• [Task set]:
(a) Using the biography of Lloyd Bryce, decide whether each statement agrees with it. Answer yes or no for each and quote the deciding words. (i) Bryce's father graduated first in his class at the United States Military Academy. (ii) Bryce studied at Columbia Law School. (iii) Bryce took part in fox hunts on Long Island.
(b) According to the biography of Lloyd Bryce, where was he born?
(c) Resume the biography of Lloyd Bryce after its final sentence.

• [Provided passage]:
Lloyd Stephens Bryce (September 20, 1851 – April 2, 1917) was an American diplomat and politician who served one term as a U.S. Representative from New York from 1887 to 1889. He was also a prominent magazine editor.

Early life
Lloyd Bryce was born in Flushing, New York on September 20, 1851.  His father, Joseph Smith Bryce (1808–1901), graduated third in his class from the United States Military Academy in 1829, Robert E. Lee was second, and served as a Union Army Major in the Civil War, engaged in the defense of Washington, D.C.  Lloyd's sister was Clemence Smith Bryce, who married Nicholas Fish, the U.S. Ambassador to Switzerland and Belgium, and was the mother of Hamilton Fish II.  He was a nephew of John L. Stevens, U.S. Minister to the Kingdom of Hawaii.

He attended Georgetown University, Washington, D.C., and Christ Church, Oxford, where he graduated with bachelor's and master's degrees. Bryce also studied at Columbia Law School.

Career
Bryce was an avid sports enthusiast, and wrote that sports were capable both of quelling revolutionary thought among the poor and promoting understanding between nations.  He was a frequent participant in polo matches in Newport, Rhode Island and Manhattan and fox hunts on Long Island.

• [Dataset excerpts]:
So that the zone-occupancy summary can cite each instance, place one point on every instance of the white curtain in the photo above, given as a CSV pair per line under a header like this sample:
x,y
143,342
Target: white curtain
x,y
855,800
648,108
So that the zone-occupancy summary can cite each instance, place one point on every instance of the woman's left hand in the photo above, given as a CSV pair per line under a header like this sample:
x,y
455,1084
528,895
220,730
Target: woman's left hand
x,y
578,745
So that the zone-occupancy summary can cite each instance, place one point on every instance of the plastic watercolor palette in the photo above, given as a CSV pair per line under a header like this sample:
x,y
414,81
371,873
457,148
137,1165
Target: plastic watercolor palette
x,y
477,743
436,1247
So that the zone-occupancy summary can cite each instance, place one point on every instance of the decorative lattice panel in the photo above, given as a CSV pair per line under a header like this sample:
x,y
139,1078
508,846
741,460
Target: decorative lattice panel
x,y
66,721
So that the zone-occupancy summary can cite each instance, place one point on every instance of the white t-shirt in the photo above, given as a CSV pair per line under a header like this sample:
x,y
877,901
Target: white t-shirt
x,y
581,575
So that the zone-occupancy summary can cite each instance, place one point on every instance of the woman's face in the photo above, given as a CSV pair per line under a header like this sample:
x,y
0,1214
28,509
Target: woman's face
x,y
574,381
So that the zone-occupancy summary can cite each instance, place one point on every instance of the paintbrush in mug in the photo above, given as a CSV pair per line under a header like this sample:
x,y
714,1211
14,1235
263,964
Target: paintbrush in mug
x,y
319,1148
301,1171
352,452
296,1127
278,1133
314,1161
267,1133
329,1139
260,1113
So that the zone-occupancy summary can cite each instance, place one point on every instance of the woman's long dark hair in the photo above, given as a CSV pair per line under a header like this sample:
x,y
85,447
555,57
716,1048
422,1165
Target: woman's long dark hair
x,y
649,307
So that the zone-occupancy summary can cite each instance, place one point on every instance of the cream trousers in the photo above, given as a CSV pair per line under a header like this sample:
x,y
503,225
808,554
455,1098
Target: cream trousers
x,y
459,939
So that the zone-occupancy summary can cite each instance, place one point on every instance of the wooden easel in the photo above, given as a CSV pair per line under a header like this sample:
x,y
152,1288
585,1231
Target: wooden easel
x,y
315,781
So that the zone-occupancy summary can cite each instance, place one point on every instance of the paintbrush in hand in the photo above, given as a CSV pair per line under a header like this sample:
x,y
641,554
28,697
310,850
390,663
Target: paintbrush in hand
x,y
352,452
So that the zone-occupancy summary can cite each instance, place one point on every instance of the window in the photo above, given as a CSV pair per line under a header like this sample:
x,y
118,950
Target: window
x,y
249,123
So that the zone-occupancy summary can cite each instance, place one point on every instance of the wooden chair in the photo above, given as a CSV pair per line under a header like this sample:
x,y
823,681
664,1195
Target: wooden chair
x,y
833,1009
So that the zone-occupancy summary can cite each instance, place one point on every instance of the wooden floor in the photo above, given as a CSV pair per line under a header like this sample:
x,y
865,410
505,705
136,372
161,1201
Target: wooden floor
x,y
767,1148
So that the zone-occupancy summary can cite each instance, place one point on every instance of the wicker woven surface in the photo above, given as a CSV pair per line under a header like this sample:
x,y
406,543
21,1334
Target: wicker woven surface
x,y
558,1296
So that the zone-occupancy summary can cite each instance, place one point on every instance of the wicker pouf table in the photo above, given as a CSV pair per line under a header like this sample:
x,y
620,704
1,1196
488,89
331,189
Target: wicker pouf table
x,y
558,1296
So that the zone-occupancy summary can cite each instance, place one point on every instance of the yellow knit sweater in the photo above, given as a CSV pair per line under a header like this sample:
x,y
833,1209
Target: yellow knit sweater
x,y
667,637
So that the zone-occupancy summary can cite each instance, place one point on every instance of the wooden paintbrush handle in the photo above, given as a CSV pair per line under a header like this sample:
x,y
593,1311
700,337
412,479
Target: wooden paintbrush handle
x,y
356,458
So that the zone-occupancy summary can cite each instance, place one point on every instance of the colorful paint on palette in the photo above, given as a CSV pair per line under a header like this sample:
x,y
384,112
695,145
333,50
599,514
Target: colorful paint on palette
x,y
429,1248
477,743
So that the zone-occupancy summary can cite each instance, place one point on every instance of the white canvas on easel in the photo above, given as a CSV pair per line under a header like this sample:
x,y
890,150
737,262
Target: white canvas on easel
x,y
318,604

• [Answers to the exercises]:
(a)
(i) No: "graduated third in his class from the United States Military Academy in 1829"
(ii) Yes: "Bryce also studied at Columbia Law School."
(iii) Yes: "fox hunts on Long Island"

(b) Flushing, New York

(c)
Political career
Bryce, a Democrat, became interested in politics.  In 1886, Governor David B. Hill appointed him to the governor's staff as Paymaster General of the militia with the rank of Brigadier General, a largely ceremonial position.  Afterwards he was known as General Bryce.

Bryce was elected as a Democrat to the Fiftieth Congress, serving from March 4, 1887 to March 3, 1889. He was an unsuccessful candidate for reelection in 1888 to the Fifty-first Congress.

He was appointed Minister to the Netherlands on August 12, 1911, and he served until September 10, 1913.

Writer and editor
His friend C. Allen Thorndike Rice, the editor and owner of the North American Review, died unexpectedly in 1889 and left the magazine to Bryce in his will. Bryce was the owner and editor from 1889 to 1896.

Influenced by his experience in Congress he wrote an early "Yellow Peril" story, called Dream of Conquest for the June 1889 issue of Lippincott's Monthly Magazine.  His other published works include: Paradise: A Novel (1888); Romance of an Alter Ego (1889); Friends in Exile (1893); and Lady Blanche's Salon (1899).

Family
In 1879, he married Edith Cooper (1854–1916), the only child of New York City Mayor Edward Cooper, and granddaughter of the famous industrialist Peter Cooper.  Together, they were the parents of:

 Edith Claire Bryce (1880–1960), who married President of the New York Public Service Commission John Sergeant Cram (1851–1936)
 Cornelia Elizabeth Bryce (1881–1960), who married conservationist Gifford Pinchot (1865–1946), the first Chief of the United States Forest Service under Theodore Roosevelt, in 1914.
 Peter Cooper Bryce (1889–1964), who married Angelica Schuyler Brown (1890–1980), of the Brown banking family, in 1917.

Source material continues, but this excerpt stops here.